When I set the pool's getmode to nowait, it fails with "DPY-4005: timed out waiting for the connection pool to return a connection" instead of freezing.

A normal connection using oracledb.connect(dns=dns, user=..., password=...) works fine.

Version information:

platform.platform: Linux-5.15.88-gentoo-x86_64-AMD_Ryzen_5_3600X_6-Core_Processor-with-glibc2.37
sys.maxsize > 2**32: True
platform.python_version: 3.12.1
oracledb.__version__: 2.0.0
cjbj commented 6 months ago

Can you triple check the old version is still OK? What's the DB version?

ThiefMaster commented 6 months ago

SELECT * FROM v$version:

('Oracle Database 19c Enterprise Edition Release 19.0.0.0.0 - Production', 'Oracle Database 19c Enterprise Edition Release 19.0.0.0.0 - Production\nVersion 19.17.0.0.0', 'Oracle Database 19c Enterprise Edition Release 19.0.0.0.0 - Production', 0)

Any yes, after a pip install oracledb<2 it works fine, while after updating it breaks again.

anthony-tuininga commented 6 months ago

That seems strange. The code you provided works just fine for me. The test suite also has very similar code and the entire test suite passes, too. That suggests something very specific to your configuration. If you break while the hang is occurring, can you provide the traceback? That may prove enlightening.

ThiefMaster commented 6 months ago
$ python /tmp/oracletest.py
^CTraceback (most recent call last):
  File "/tmp/oracletest.py", line 4, in <module>
    with pool.acquire() as conn:
         ^^^^^^^^^^^^^^
  File ".../env-312/lib/python3.12/site-packages/oracledb/pool.py", line 148, in acquire
    return self._connection_method(
           ^^^^^^^^^^^^^^^^^^^^^^^^
  File ".../env-312/lib/python3.12/site-packages/oracledb/connection.py", line 1134, in connect
    return conn_class(dsn=dsn, pool=pool, params=params, **kwargs)
           ^^^^^^^^^^^^^^^^^^^^^^^^^^^^^^^^^^^^^^^^^^^^^^^^^^^^^^^
  File ".../env-312/lib/python3.12/site-packages/oracledb/connection.py", line 520, in __init__
    impl = pool_impl.acquire(params_impl)
           ^^^^^^^^^^^^^^^^^^^^^^^^^^^^^^
  File "src/oracledb/impl/thin/pool.pyx", line 594, in oracledb.thin_impl.ThinPoolImpl.acquire
  File "src/oracledb/impl/thin/pool.pyx", line 609, in oracledb.thin_impl.ThinPoolImpl.acquire
  File "/home/adrian/.pyenv/versions/3.12.1/lib/python3.12/threading.py", line 390, in wait_for
    self.wait(waittime)
  File "/home/adrian/.pyenv/versions/3.12.1/lib/python3.12/threading.py", line 355, in wait
    waiter.acquire()

_TO DO_:
1. In the oracledb connection pool thread, what error is raised when the pool's getmode is set to nowait?
2. Extend the oracledb connection pool thread, picking up right after its last line.

_GIVEN RECORDS_:
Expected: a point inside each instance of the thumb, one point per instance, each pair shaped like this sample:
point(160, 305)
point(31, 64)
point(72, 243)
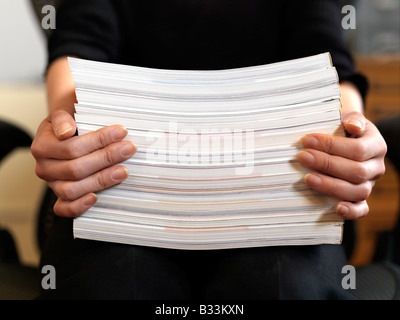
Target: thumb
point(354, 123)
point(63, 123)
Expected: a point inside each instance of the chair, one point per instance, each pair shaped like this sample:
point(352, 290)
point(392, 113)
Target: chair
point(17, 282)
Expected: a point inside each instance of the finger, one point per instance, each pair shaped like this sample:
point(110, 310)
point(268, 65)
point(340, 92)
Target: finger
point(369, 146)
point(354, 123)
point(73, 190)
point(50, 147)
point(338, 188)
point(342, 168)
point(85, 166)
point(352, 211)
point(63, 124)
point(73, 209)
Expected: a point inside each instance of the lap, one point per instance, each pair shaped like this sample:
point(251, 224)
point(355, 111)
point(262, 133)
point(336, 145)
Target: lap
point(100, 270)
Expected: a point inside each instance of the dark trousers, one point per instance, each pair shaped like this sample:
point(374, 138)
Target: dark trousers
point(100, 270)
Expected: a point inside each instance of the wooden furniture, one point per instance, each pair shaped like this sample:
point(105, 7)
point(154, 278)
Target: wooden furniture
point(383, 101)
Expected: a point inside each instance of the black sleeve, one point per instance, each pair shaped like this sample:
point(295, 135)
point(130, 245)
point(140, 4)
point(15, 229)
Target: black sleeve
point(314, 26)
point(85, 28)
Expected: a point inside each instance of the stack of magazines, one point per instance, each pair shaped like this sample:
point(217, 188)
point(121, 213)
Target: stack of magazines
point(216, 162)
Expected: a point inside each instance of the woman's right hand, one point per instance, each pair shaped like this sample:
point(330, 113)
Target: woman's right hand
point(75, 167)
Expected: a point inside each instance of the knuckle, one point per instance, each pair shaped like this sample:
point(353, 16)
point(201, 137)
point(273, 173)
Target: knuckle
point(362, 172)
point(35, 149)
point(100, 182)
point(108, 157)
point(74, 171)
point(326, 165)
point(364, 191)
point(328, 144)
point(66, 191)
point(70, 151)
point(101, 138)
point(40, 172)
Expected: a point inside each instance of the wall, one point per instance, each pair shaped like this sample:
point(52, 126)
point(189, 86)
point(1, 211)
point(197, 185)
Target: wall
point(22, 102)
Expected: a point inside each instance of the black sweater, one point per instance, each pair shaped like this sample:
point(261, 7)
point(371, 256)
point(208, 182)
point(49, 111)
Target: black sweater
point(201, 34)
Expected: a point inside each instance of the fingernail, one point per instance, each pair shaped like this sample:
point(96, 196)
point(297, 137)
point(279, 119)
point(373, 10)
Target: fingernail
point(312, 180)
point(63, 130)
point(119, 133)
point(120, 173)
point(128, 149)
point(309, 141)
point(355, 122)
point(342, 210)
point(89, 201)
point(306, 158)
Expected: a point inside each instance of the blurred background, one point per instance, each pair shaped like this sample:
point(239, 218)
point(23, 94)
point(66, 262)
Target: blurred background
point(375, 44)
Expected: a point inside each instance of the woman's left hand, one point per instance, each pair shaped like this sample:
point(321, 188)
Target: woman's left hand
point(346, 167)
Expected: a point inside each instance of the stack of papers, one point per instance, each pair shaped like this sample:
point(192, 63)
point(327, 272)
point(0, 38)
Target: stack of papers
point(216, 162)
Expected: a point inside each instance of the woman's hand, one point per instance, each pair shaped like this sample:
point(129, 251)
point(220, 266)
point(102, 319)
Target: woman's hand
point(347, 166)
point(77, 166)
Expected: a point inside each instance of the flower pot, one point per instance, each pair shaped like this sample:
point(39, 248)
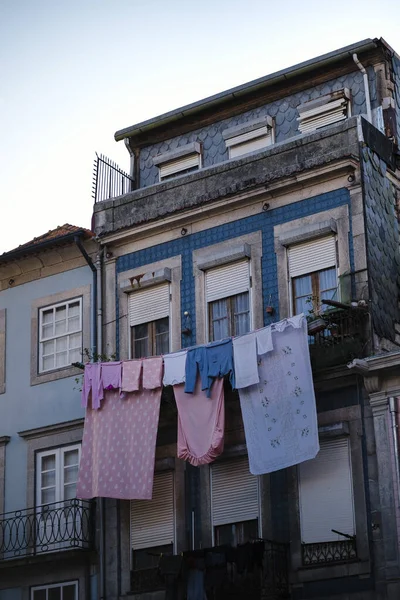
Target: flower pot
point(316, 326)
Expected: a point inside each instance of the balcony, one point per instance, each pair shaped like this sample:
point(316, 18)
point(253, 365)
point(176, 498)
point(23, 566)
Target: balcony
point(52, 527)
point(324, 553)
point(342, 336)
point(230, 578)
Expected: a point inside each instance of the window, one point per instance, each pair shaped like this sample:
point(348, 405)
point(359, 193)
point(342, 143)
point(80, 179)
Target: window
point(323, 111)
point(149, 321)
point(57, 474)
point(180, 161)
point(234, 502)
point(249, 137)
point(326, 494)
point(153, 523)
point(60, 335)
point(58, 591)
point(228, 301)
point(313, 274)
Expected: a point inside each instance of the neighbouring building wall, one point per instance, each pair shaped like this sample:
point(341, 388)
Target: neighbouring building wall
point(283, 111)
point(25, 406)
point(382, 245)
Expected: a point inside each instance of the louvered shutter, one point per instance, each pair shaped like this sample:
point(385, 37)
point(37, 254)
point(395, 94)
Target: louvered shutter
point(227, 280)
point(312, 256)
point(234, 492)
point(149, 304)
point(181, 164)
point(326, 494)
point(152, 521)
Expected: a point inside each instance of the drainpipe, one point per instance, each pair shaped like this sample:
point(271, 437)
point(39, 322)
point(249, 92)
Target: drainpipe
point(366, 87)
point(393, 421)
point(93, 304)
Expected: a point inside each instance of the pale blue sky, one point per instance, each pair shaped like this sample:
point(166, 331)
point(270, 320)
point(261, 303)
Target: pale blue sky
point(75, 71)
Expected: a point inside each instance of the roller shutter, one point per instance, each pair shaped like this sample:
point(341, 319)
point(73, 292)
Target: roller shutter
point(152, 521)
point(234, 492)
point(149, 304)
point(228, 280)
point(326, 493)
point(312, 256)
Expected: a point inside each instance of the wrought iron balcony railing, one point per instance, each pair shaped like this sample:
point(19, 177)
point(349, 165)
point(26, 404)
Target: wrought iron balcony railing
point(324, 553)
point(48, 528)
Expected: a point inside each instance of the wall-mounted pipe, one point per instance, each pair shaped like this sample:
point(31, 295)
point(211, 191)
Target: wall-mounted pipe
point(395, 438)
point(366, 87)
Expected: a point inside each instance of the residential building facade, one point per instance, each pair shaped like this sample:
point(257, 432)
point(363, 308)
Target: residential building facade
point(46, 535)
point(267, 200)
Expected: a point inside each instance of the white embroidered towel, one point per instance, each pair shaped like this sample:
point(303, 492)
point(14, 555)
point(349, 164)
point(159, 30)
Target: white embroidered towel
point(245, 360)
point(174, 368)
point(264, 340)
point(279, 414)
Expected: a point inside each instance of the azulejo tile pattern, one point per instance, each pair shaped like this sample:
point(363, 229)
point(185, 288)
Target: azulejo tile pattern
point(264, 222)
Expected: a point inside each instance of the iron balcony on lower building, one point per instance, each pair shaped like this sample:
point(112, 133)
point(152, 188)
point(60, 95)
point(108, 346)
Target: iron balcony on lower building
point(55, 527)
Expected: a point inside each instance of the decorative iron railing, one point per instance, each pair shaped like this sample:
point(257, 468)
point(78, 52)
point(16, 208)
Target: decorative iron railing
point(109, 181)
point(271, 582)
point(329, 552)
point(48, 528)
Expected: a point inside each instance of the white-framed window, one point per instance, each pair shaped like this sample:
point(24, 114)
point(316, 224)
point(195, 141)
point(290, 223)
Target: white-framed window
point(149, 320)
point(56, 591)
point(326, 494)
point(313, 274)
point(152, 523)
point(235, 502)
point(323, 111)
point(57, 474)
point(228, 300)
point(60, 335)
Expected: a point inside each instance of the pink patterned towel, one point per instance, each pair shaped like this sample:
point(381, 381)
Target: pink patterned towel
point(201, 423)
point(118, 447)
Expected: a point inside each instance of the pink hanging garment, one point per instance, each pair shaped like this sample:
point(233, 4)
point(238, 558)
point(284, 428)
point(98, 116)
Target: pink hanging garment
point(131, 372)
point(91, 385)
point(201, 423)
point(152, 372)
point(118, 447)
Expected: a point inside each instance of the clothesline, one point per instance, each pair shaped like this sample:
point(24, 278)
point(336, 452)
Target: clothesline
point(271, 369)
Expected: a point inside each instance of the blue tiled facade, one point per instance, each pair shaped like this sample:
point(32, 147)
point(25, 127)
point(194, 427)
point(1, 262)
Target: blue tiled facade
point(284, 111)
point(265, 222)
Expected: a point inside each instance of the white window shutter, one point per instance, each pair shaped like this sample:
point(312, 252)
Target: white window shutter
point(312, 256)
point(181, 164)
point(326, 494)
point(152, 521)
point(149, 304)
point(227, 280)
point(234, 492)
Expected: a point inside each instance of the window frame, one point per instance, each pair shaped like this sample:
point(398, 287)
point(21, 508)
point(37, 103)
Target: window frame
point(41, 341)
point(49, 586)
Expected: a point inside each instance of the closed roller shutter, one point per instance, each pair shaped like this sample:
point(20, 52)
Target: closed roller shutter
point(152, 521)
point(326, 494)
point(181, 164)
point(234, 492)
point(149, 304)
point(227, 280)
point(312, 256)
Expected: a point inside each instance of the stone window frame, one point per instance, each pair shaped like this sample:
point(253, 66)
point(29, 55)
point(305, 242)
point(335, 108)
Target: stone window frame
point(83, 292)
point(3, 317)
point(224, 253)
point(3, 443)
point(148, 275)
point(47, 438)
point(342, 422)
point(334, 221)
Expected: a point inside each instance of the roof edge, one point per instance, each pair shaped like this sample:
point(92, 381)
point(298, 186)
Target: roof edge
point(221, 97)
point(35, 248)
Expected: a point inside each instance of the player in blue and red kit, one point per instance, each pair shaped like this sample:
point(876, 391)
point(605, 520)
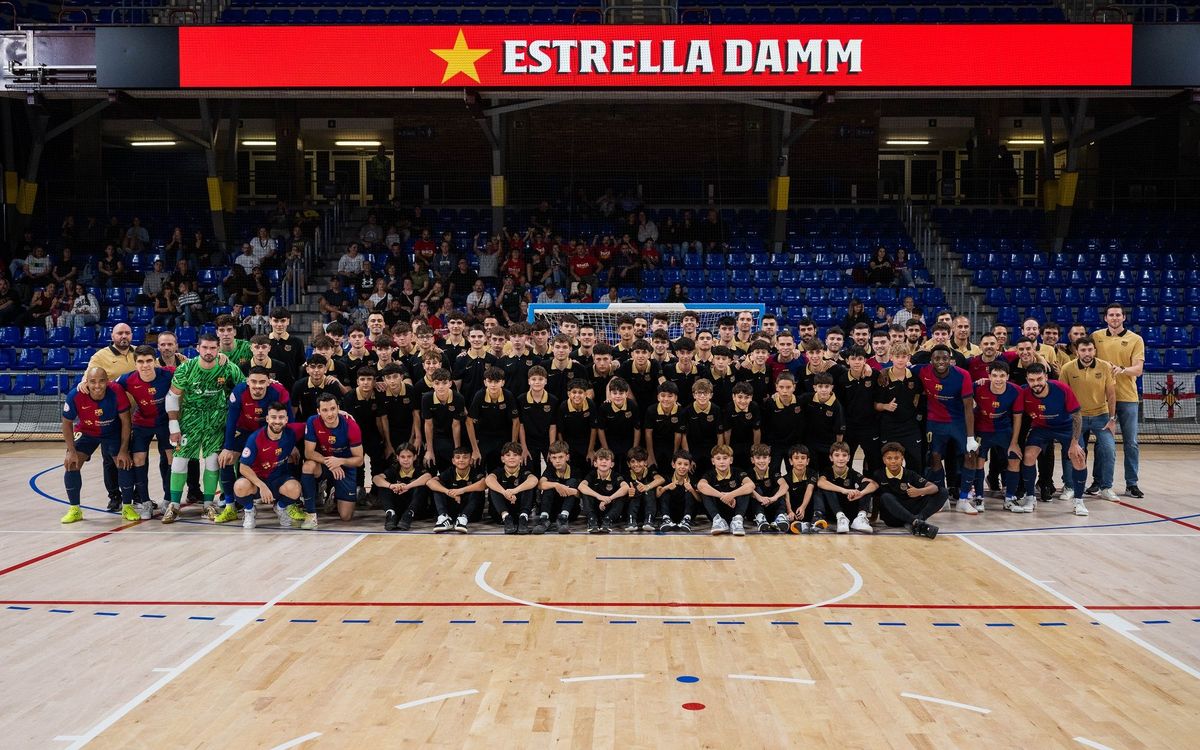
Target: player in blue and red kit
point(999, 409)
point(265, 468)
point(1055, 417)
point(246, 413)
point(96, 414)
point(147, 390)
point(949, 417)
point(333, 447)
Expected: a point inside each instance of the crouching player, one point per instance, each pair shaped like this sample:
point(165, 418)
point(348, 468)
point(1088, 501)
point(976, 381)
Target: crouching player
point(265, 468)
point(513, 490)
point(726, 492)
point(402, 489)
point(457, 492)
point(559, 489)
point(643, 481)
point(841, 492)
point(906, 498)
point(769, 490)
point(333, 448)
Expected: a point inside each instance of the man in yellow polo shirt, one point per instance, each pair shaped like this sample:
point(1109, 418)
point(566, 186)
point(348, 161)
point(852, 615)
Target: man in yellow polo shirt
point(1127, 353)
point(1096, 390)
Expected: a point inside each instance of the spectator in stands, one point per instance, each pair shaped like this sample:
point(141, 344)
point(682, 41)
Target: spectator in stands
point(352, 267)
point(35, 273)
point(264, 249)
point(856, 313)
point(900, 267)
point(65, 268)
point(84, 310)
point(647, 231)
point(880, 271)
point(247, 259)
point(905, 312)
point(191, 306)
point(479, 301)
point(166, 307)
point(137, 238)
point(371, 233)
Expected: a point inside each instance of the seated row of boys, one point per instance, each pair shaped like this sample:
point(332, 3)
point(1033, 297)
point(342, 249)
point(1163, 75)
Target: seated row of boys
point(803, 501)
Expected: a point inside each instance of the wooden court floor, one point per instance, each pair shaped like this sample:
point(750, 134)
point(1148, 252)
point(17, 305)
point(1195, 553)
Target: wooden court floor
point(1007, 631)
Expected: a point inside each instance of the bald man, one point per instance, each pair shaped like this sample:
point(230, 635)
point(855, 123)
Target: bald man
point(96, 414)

_EXPECTED OUTPUTS_:
1. DPY-4005: timed out waiting for the connection pool to return a connection

2.
KeyboardInterrupt
anthony-tuininga commented 6 months ago

That is, unfortunately, not enlightening. :-( Can you add a time.sleep() call immediately after the pool creation? A second should be enough unless your database is very remote? Let me know if that "resolves" the issue for you. I am still unable to replicate.

ThiefMaster commented 6 months ago

same problem :/

anthony-tuininga commented 6 months ago

Ok. Thanks for checking. Is this a regular local database? Or is it remote? Any special configuration?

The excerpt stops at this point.